### Given records

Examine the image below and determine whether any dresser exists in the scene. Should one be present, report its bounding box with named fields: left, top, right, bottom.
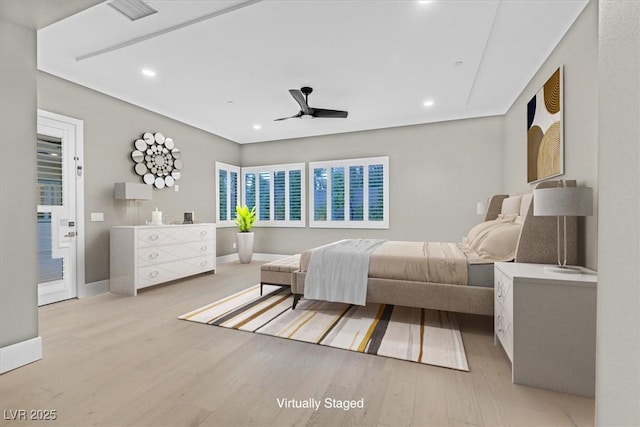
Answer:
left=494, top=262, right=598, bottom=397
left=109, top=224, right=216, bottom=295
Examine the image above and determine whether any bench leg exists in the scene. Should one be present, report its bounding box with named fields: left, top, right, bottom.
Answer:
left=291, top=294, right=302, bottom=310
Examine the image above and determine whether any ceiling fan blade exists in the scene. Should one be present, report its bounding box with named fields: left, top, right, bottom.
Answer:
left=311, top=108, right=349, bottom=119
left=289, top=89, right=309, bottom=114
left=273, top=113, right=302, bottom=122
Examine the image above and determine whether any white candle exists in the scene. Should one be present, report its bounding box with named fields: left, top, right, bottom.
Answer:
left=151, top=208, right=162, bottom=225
---
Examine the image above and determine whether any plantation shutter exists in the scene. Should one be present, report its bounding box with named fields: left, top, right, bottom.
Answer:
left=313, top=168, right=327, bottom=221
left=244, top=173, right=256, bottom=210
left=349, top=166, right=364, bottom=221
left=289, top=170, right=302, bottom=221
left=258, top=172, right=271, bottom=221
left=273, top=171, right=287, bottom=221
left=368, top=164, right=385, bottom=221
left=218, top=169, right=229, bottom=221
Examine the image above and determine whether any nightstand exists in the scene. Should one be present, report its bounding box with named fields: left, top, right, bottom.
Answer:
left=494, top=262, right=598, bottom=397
* * *
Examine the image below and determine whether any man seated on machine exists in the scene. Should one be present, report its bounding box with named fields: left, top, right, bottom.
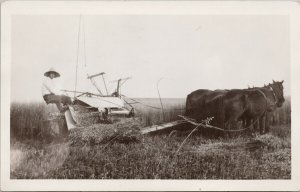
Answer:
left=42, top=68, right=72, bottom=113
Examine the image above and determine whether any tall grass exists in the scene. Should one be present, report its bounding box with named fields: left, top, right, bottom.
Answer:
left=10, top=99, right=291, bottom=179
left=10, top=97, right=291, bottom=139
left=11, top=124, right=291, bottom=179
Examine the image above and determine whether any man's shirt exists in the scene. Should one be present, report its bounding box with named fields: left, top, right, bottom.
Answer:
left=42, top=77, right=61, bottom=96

### What the task asks
Rescale the stretch of the listing from the line containing "Examine the image below and determine whether any dresser" through the line containing "left=151, top=208, right=162, bottom=225", both ends included, and reproduce every line, requests too. Multiply each bounding-box coordinate in the answers by 2.45 and round to the nearest whole number, halves up, leaving the pictures out of your answer.

### Response
Examine the image below and determine whether any dresser exists in the scene. Should one be present, report its bounding box with named fields: left, top, right, bottom.
Answer:
left=1210, top=642, right=1465, bottom=973
left=267, top=549, right=529, bottom=723
Examine the image above and determine whether any bench leg exists in the scene. Should one be present, report its bounding box with named fields: left, top, right, bottom.
Answer:
left=713, top=720, right=740, bottom=760
Examine the image above and determine whether any ceiling fan blade exists in the scene. Should one be present, report its bounding box with named fields: left, top, right, bottom.
Answer:
left=762, top=265, right=855, bottom=292
left=708, top=218, right=757, bottom=279
left=669, top=277, right=740, bottom=299
Examine the image above and determine whether any white candle exists in the scene. Should one be present, report its bounding box with named fields: left, top, right, bottom.
Answer:
left=370, top=510, right=397, bottom=551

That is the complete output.